▸ Action item
State how many lines in the records below contain the string "positive", treating uppercase and lowercase as distinct, and give only the number.

=== Begin Enclosure ===

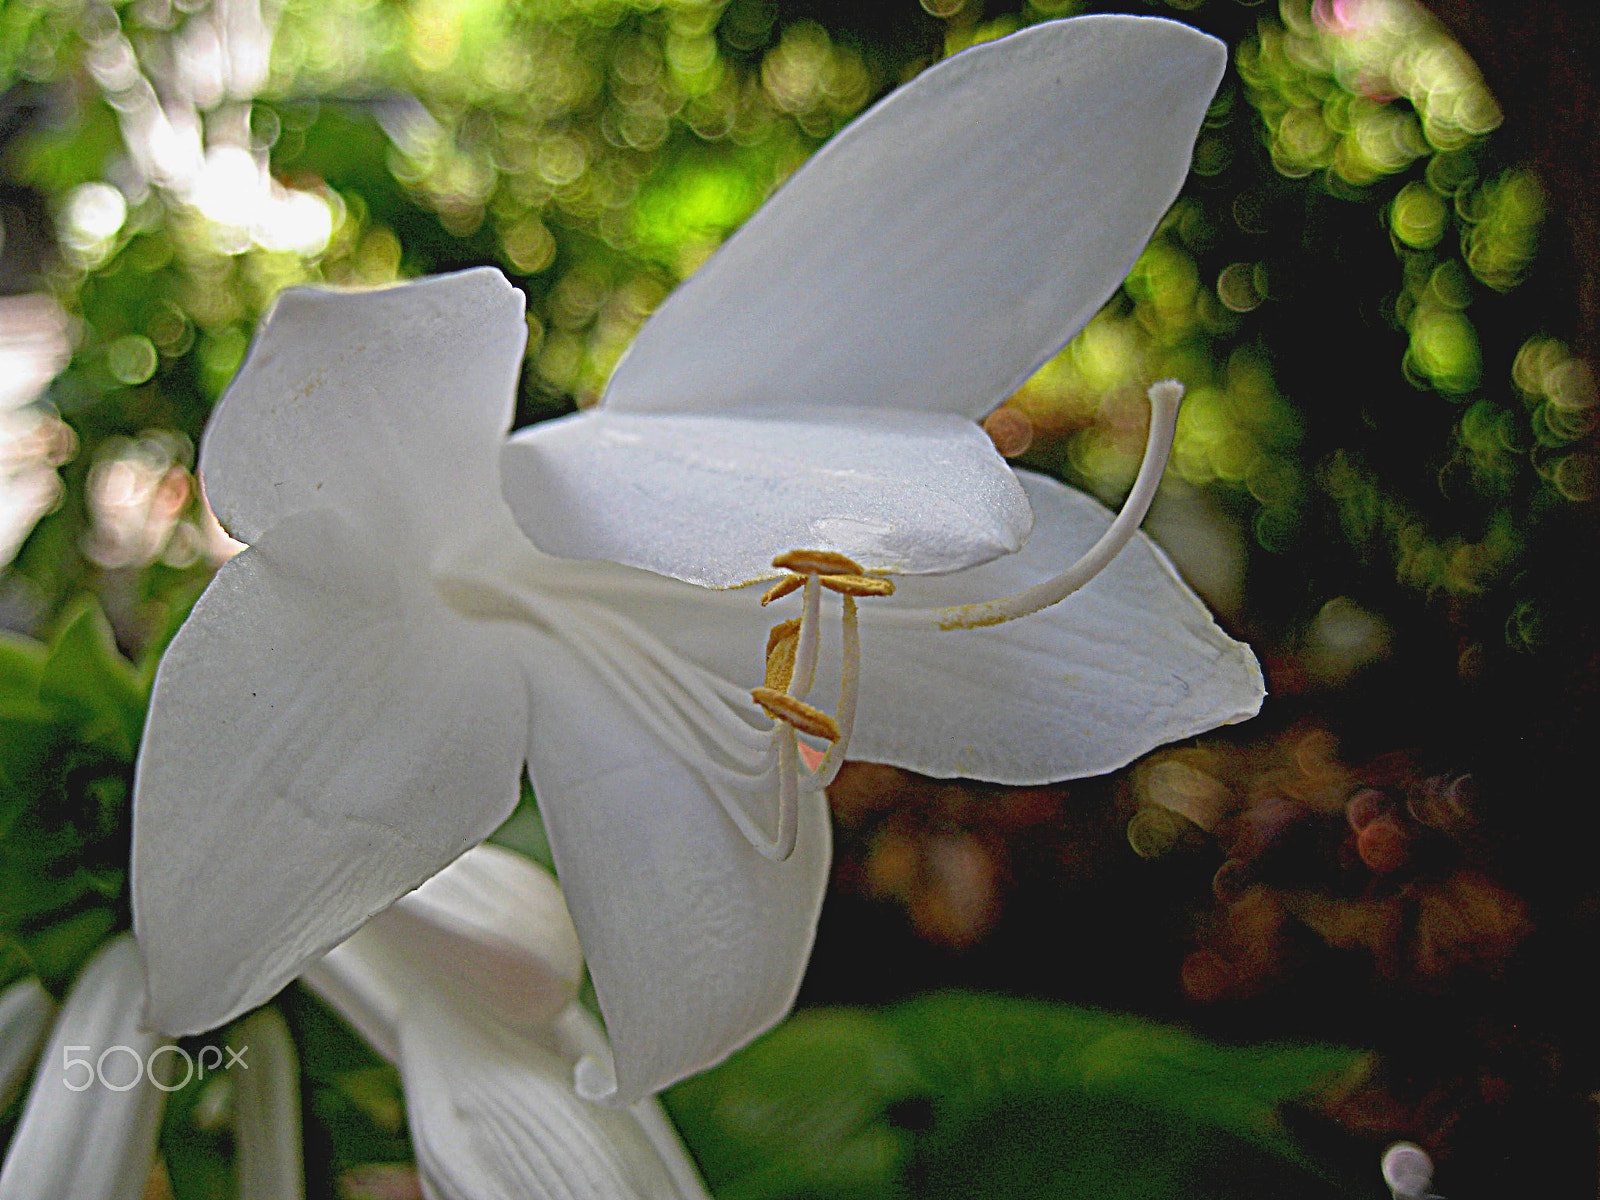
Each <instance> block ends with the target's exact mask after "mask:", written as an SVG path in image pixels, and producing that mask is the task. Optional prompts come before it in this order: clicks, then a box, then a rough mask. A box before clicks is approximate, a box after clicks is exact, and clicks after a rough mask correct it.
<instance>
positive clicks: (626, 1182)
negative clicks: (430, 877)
mask: <svg viewBox="0 0 1600 1200" xmlns="http://www.w3.org/2000/svg"><path fill="white" fill-rule="evenodd" d="M302 979H304V982H307V984H309V986H310V987H312V989H315V990H317V992H318V994H320V995H322V997H323V998H326V1000H328V1002H330V1003H331V1005H333V1006H334V1008H338V1010H339V1011H341V1013H344V1016H346V1018H347V1019H349V1021H350V1024H354V1026H355V1027H357V1029H358V1030H360V1032H362V1034H363V1035H365V1037H366V1038H368V1040H370V1042H371V1043H373V1046H374V1048H376V1050H378V1051H379V1053H381V1054H384V1056H386V1058H387V1059H390V1061H392V1062H395V1064H397V1066H398V1067H400V1074H402V1077H403V1080H405V1090H406V1110H408V1114H410V1118H411V1141H413V1146H414V1147H416V1158H418V1171H419V1174H421V1178H422V1186H424V1190H426V1192H427V1194H429V1197H430V1200H499V1198H501V1197H504V1200H512V1198H514V1197H539V1198H541V1200H706V1190H704V1187H702V1186H701V1182H699V1176H698V1174H696V1171H694V1166H693V1165H691V1163H690V1160H688V1157H686V1155H685V1152H683V1147H682V1146H680V1144H678V1139H677V1134H675V1133H674V1131H672V1126H670V1125H669V1123H667V1120H666V1117H664V1115H662V1112H661V1109H659V1106H658V1104H656V1102H654V1101H653V1099H646V1101H640V1102H637V1104H634V1106H632V1107H630V1109H613V1107H600V1106H595V1104H590V1102H587V1101H582V1099H579V1098H578V1096H576V1094H574V1091H573V1069H574V1066H579V1064H581V1067H582V1070H584V1074H589V1072H600V1074H605V1072H608V1070H610V1050H608V1046H606V1042H605V1035H603V1034H602V1032H600V1029H598V1026H597V1022H595V1021H594V1018H590V1016H589V1014H587V1013H584V1011H582V1008H581V1006H579V1005H578V1002H576V995H578V986H579V982H581V981H582V958H581V957H579V950H578V933H576V931H574V930H573V923H571V918H570V917H568V915H566V907H565V906H563V904H562V896H560V891H557V886H555V880H552V878H550V877H549V875H547V874H544V872H542V870H539V869H538V867H534V866H533V864H531V862H528V861H526V859H523V858H520V856H518V854H514V853H510V851H507V850H499V848H498V846H488V845H485V846H477V848H475V850H469V851H467V853H466V854H464V856H462V858H459V859H458V861H456V862H453V864H451V866H448V867H445V870H442V872H440V874H438V875H435V877H434V878H430V880H429V882H427V883H424V885H422V886H421V888H418V890H416V891H414V893H411V894H410V896H405V898H402V899H400V901H398V902H397V904H395V906H394V907H392V909H389V910H387V912H384V914H381V915H378V917H376V918H373V920H371V922H370V923H368V925H366V926H365V928H363V930H362V931H360V933H357V934H355V936H354V938H350V939H349V941H347V942H344V944H342V946H338V947H334V949H333V950H331V952H330V954H328V955H326V958H323V960H322V962H320V963H317V965H314V966H312V968H310V970H309V971H307V973H306V974H304V976H302Z"/></svg>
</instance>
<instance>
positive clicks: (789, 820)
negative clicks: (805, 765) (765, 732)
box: [755, 722, 803, 862]
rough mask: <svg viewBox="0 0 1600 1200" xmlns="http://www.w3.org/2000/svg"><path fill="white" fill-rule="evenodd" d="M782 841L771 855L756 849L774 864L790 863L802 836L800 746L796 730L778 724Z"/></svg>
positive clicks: (766, 852)
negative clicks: (791, 857) (800, 803)
mask: <svg viewBox="0 0 1600 1200" xmlns="http://www.w3.org/2000/svg"><path fill="white" fill-rule="evenodd" d="M776 734H778V837H776V838H774V840H773V845H771V851H768V850H765V848H763V846H760V845H757V846H755V848H757V850H758V851H760V853H762V854H763V856H766V858H768V859H771V861H773V862H787V861H789V856H790V854H794V853H795V838H797V837H798V835H800V776H798V771H800V770H803V768H802V766H800V746H798V739H797V738H795V731H794V726H790V725H786V723H784V722H778V730H776Z"/></svg>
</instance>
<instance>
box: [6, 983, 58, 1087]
mask: <svg viewBox="0 0 1600 1200" xmlns="http://www.w3.org/2000/svg"><path fill="white" fill-rule="evenodd" d="M54 1016H56V1002H54V1000H51V998H50V992H46V990H45V986H43V984H40V982H38V979H34V978H32V976H29V978H27V979H21V981H18V982H14V984H11V986H10V987H6V989H5V990H3V992H0V1109H5V1106H8V1104H10V1102H11V1096H14V1094H16V1090H18V1088H21V1086H22V1083H24V1082H26V1080H27V1077H29V1075H30V1074H32V1072H34V1061H35V1058H37V1056H38V1046H40V1043H42V1042H43V1040H45V1034H48V1032H50V1022H51V1019H54Z"/></svg>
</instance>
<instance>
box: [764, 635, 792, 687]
mask: <svg viewBox="0 0 1600 1200" xmlns="http://www.w3.org/2000/svg"><path fill="white" fill-rule="evenodd" d="M798 645H800V618H795V619H794V621H781V622H778V624H776V626H773V632H771V634H768V635H766V680H765V683H766V686H768V688H773V690H776V691H789V680H792V678H794V677H795V648H797V646H798Z"/></svg>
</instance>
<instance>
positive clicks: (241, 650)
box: [133, 512, 528, 1034]
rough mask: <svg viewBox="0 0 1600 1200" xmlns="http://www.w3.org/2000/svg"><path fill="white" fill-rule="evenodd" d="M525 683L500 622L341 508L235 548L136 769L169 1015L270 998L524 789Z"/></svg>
mask: <svg viewBox="0 0 1600 1200" xmlns="http://www.w3.org/2000/svg"><path fill="white" fill-rule="evenodd" d="M526 712H528V706H526V691H525V688H523V683H522V678H520V674H518V670H517V667H515V664H514V662H512V661H509V659H507V656H506V651H504V646H501V645H499V642H496V640H494V634H493V626H488V627H485V626H475V624H474V622H470V621H467V619H464V618H461V616H458V614H454V613H451V611H450V610H448V608H445V606H443V605H442V603H440V602H438V598H437V595H434V594H432V592H430V590H429V589H427V587H426V579H418V578H416V576H414V574H411V573H408V571H406V565H405V563H397V562H395V560H394V558H392V557H390V555H387V554H386V552H384V549H382V547H381V546H374V544H371V542H368V541H366V539H365V538H363V536H362V534H360V533H357V531H355V530H354V528H352V526H349V525H347V523H344V522H342V520H339V518H338V517H334V515H333V514H331V512H302V514H299V515H296V517H293V518H286V520H283V522H280V523H278V525H277V526H275V528H272V530H269V531H267V533H266V534H262V536H261V538H258V541H256V542H254V546H251V549H248V550H245V552H243V554H240V555H238V557H237V558H234V560H232V562H230V563H227V565H226V566H224V568H222V570H221V573H219V574H218V578H216V579H214V581H213V584H211V587H210V589H208V590H206V594H205V595H203V597H202V598H200V603H198V605H195V611H194V614H192V616H190V618H189V621H187V622H186V624H184V627H182V630H179V634H178V637H176V640H174V642H173V645H171V648H170V650H168V651H166V658H165V659H163V661H162V669H160V672H158V675H157V680H155V693H154V696H152V701H150V715H149V723H147V728H146V736H144V749H142V752H141V755H139V771H138V779H136V784H134V838H133V904H134V926H136V930H138V934H139V946H141V949H142V950H144V955H146V963H147V968H149V981H150V1019H152V1022H154V1024H155V1026H157V1027H160V1029H163V1030H171V1032H173V1034H194V1032H200V1030H205V1029H211V1027H213V1026H216V1024H221V1022H222V1021H227V1019H229V1018H232V1016H235V1014H238V1013H242V1011H245V1010H246V1008H251V1006H254V1005H259V1003H261V1002H262V1000H266V998H267V997H270V995H272V994H274V992H277V990H278V987H282V986H283V984H285V982H288V981H290V979H293V978H294V976H296V974H298V973H299V971H301V970H302V968H304V966H306V963H309V962H310V960H314V958H315V957H318V955H320V954H323V952H325V950H328V949H330V947H331V946H334V944H336V942H339V941H342V939H344V938H347V936H349V934H350V933H352V931H354V930H355V928H357V926H360V925H362V922H365V920H366V918H368V917H371V915H373V914H374V912H378V910H381V909H384V907H387V906H389V904H390V902H392V901H394V899H395V898H397V896H400V894H402V893H405V891H408V890H410V888H414V886H416V885H418V883H421V882H422V880H424V878H427V877H429V875H432V874H434V872H437V870H438V869H440V867H443V866H445V864H446V862H450V861H453V859H454V858H458V856H459V854H461V853H462V851H464V850H467V846H472V845H474V843H477V842H480V840H482V838H485V837H486V835H488V834H490V832H493V830H494V827H496V826H498V824H499V822H501V821H504V819H506V816H507V814H509V813H510V810H512V808H514V806H515V802H517V790H518V781H517V776H518V771H520V768H522V757H523V747H525V741H526V734H525V730H526V720H528V717H526Z"/></svg>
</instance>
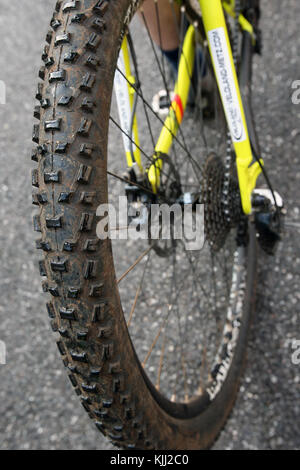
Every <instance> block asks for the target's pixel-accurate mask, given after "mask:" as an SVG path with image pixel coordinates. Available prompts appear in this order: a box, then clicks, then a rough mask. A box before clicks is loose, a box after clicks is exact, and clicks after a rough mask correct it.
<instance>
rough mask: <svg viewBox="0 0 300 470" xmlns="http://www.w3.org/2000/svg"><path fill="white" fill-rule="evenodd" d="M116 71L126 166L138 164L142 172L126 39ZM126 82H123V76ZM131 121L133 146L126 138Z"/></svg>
mask: <svg viewBox="0 0 300 470" xmlns="http://www.w3.org/2000/svg"><path fill="white" fill-rule="evenodd" d="M118 69H119V70H120V71H121V73H120V72H119V70H117V71H116V74H115V80H114V89H115V94H116V100H117V107H118V111H119V117H120V124H121V127H122V129H124V130H125V132H126V134H127V135H126V134H123V144H124V148H125V152H126V159H127V165H128V166H129V167H132V166H133V164H134V162H135V163H137V164H138V166H139V169H140V171H141V172H142V171H143V167H142V163H141V152H140V149H139V134H138V125H137V119H136V115H134V116H132V112H133V103H134V95H135V89H134V85H135V78H134V76H133V75H132V74H131V66H130V54H129V48H128V41H127V37H125V38H124V39H123V43H122V47H121V50H120V54H119V58H118ZM122 74H123V75H124V76H125V77H126V79H127V81H126V80H124V77H123V75H122ZM131 121H132V131H133V132H132V134H133V138H132V140H133V141H134V144H133V143H132V141H131V140H130V138H129V137H128V136H129V135H130V131H131V129H130V127H131Z"/></svg>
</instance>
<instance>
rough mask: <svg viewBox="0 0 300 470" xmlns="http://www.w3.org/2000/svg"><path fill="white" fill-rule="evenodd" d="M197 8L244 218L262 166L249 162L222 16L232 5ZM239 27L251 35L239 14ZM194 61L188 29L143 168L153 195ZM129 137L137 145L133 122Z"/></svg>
mask: <svg viewBox="0 0 300 470" xmlns="http://www.w3.org/2000/svg"><path fill="white" fill-rule="evenodd" d="M199 4H200V8H201V11H202V19H203V24H204V28H205V32H206V36H207V39H208V44H209V50H210V54H211V58H212V64H213V67H214V72H215V76H216V80H217V84H218V88H219V91H220V96H221V100H222V103H223V108H224V112H225V115H226V119H227V124H228V127H229V130H230V132H231V136H232V142H233V146H234V150H235V153H236V164H237V171H238V179H239V187H240V194H241V201H242V207H243V211H244V213H245V214H250V213H251V210H252V205H251V195H252V191H253V189H254V188H255V186H256V180H257V177H258V176H259V174H260V172H261V166H260V164H259V162H258V161H257V160H255V159H254V158H253V154H252V149H251V143H250V139H249V134H248V129H247V123H246V118H245V112H244V107H243V103H242V98H241V93H240V88H239V83H238V78H237V74H236V70H235V66H234V61H233V54H232V49H231V45H230V41H229V35H228V30H227V26H226V21H225V16H224V10H225V11H226V12H227V13H228V14H229V15H231V16H234V15H235V13H234V0H223V1H222V0H199ZM239 23H240V25H241V27H242V29H244V30H246V31H248V32H249V33H250V34H251V35H253V28H252V25H251V24H250V23H249V22H248V21H247V20H246V18H244V17H243V16H242V15H240V17H239ZM253 37H254V35H253ZM121 51H122V52H123V57H124V62H125V72H126V78H127V81H128V84H129V85H128V87H129V93H130V97H131V98H130V99H131V106H132V102H133V95H134V93H135V91H134V88H133V87H131V86H130V83H134V79H133V76H132V74H131V72H130V60H129V53H128V45H127V41H126V38H125V40H124V41H123V44H122V49H121ZM194 59H195V29H194V26H192V25H191V26H190V27H189V28H188V30H187V33H186V35H185V39H184V43H183V48H182V53H181V57H180V61H179V68H178V77H177V82H176V85H175V89H174V92H173V94H172V95H173V96H174V98H173V99H172V103H171V106H170V111H169V114H168V116H167V118H166V119H165V122H164V125H163V128H162V131H161V133H160V136H159V139H158V141H157V145H156V147H155V155H154V157H153V159H154V163H153V164H152V165H151V166H150V168H149V169H148V179H149V182H150V184H151V187H152V190H153V192H154V193H157V190H158V188H159V183H160V171H161V169H162V166H163V155H164V154H168V152H169V150H170V147H171V145H172V142H173V138H174V137H175V136H176V134H177V131H178V128H179V126H180V124H181V121H182V119H183V115H184V111H185V108H186V104H187V99H188V94H189V89H190V84H191V77H192V74H193V67H194ZM134 119H135V118H134ZM134 136H135V139H136V140H135V142H138V129H137V123H136V119H135V121H134ZM136 157H137V159H136V160H137V163H138V165H139V166H140V168H141V160H140V155H139V152H137V155H136ZM127 162H128V165H129V166H132V159H131V157H130V155H128V152H127ZM260 163H261V164H263V161H262V160H260Z"/></svg>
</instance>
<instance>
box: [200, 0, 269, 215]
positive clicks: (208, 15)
mask: <svg viewBox="0 0 300 470" xmlns="http://www.w3.org/2000/svg"><path fill="white" fill-rule="evenodd" d="M199 4H200V8H201V11H202V18H203V23H204V28H205V31H206V35H207V39H208V43H209V50H210V54H211V58H212V62H213V67H214V71H215V75H216V79H217V83H218V88H219V91H220V95H221V99H222V103H223V108H224V112H225V115H226V120H227V124H228V127H229V130H230V134H231V138H232V142H233V146H234V149H235V153H236V163H237V171H238V178H239V186H240V193H241V201H242V206H243V211H244V213H245V214H250V213H251V209H252V205H251V194H252V191H253V189H254V188H255V185H256V180H257V177H258V175H259V174H260V172H261V167H260V165H259V163H258V162H257V161H256V160H254V159H253V154H252V149H251V144H250V139H249V135H248V129H247V123H246V118H245V112H244V108H243V103H242V98H241V93H240V88H239V83H238V79H237V75H236V70H235V66H234V61H233V55H232V50H231V46H230V41H229V36H228V31H227V26H226V22H225V16H224V11H223V5H222V0H199ZM261 163H262V161H261Z"/></svg>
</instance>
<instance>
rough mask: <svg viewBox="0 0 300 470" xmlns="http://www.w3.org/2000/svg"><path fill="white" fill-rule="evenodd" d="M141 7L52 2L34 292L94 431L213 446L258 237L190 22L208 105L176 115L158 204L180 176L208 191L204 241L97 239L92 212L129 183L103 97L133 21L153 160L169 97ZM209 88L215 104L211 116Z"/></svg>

=== End Enclosure ===

▸ Solution to the exercise
5